--- START Document excerpt ---

2008 Toyota Hilux Review

Mike Solowiow
by Mike Solowiow

After hearing all the stories, legends, and Top Gear specials on the fabled Toyota Hilux, I couldn’t wait to get my hands on one. While I was in Afghanistan, I heard that a Hilux dragged itself and four American soldiers over forty miles to safety while only able to drive its front wheels when its rear drive shaft was blown off. Another ran for over 100 miles with no oil and a leaking head gasket after being shot by an AK-47 in the mountainous highlands. Talk about a letdown. Driving the Hilux sucks.

On initial inspection, the Hilux looks like the related and beloved Tacoma, only more basic. We’re talking steel wheels, no fender flares, and a really, really garish swath of red and beige graphics down the side proclaiming you’re driving a Hilux, it has four-wheel drive and our graphic artist still listens to REO Speedwagon. The Hilux’s front fascia demonstrates the classic Japanese caught-in-a-explosion surprise look, with the rest of the four-door bodied version showing classic proportions, complete with rustic latch-closed tailgate. Boring, yet functional.

You don’t buy a Hilux for how it looks. You buy a Hilux for how it operates. After searching around the floorboards for my dropped Motorola radio, I got a good feel for the Hilux’s brick shit house construction quality. The fit and finish of the dashboard, all the way down to the transmission tunnel, would make a Lexus owner, uh, happy. The panels fit perfectly– to the point where I began to second-guess whether certain portions were molded-in rather than screwed together. Don’t let the pleasing textures fool you; that durability arrives from some of the worst plastics to ever melt out of the Land of the Rising Sun. Everything in the Hilux derives from gray polymers that will only bio-degrade when our sun goes super nova.

The rest of the Hilux’s interior setup comes straight from the Yaris. It’s functional enough for children yet to graduate from beginner’s Lego, complete with giant rotary HVAC knobs, a CD/cassette radio, and a digital clock from Tron. Manual windows, locks, mirrors, seats, and well, everything else remind you of the Hilux’s higher calling: work. Power packages are available, replete with machismo elevating fender flares.

--- END Document excerpt ---
--- START Dataset extract ---

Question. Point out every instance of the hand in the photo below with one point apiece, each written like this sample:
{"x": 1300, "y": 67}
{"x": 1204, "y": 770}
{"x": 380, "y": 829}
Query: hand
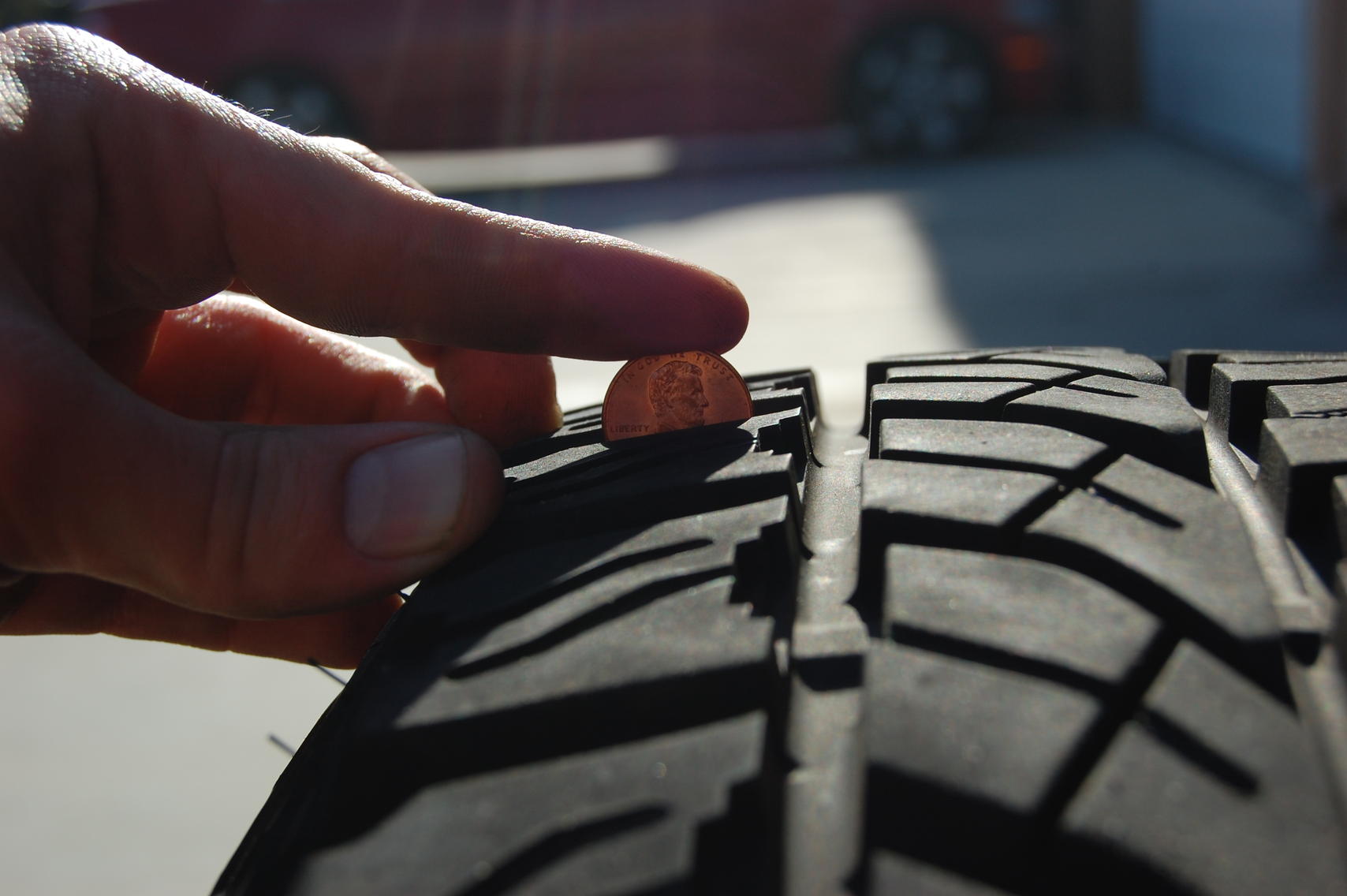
{"x": 215, "y": 471}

--- END Dataset extract ---

→ **Prompt 1**
Reproduce the passage of the Hilux review from "The rest of the Hilux’s" up to and including "elevating fender flares.".
→ **Prompt 2**
Condense the paragraph of the Hilux review that begins "The rest of the Hilux's interior setup" into a short bulleted list of its main facts.

→ **Finished answer 1**
The rest of the Hilux’s interior setup comes straight from the Yaris. It’s functional enough for children yet to graduate from beginner’s Lego, complete with giant rotary HVAC knobs, a CD/cassette radio, and a digital clock from Tron. Manual windows, locks, mirrors, seats, and well, everything else remind you of the Hilux’s higher calling: work. Power packages are available, replete with machismo elevating fender flares.

→ **Finished answer 2**
- The interior comes straight from the Yaris and is simple enough for children still on beginner's Lego.
- It has giant rotary HVAC knobs, a CD/cassette radio, and a digital clock like something from Tron.
- The windows, locks, mirrors, seats, and everything else are manual, which points to the truck's purpose: work.
- Power packages are available, and they include fender flares.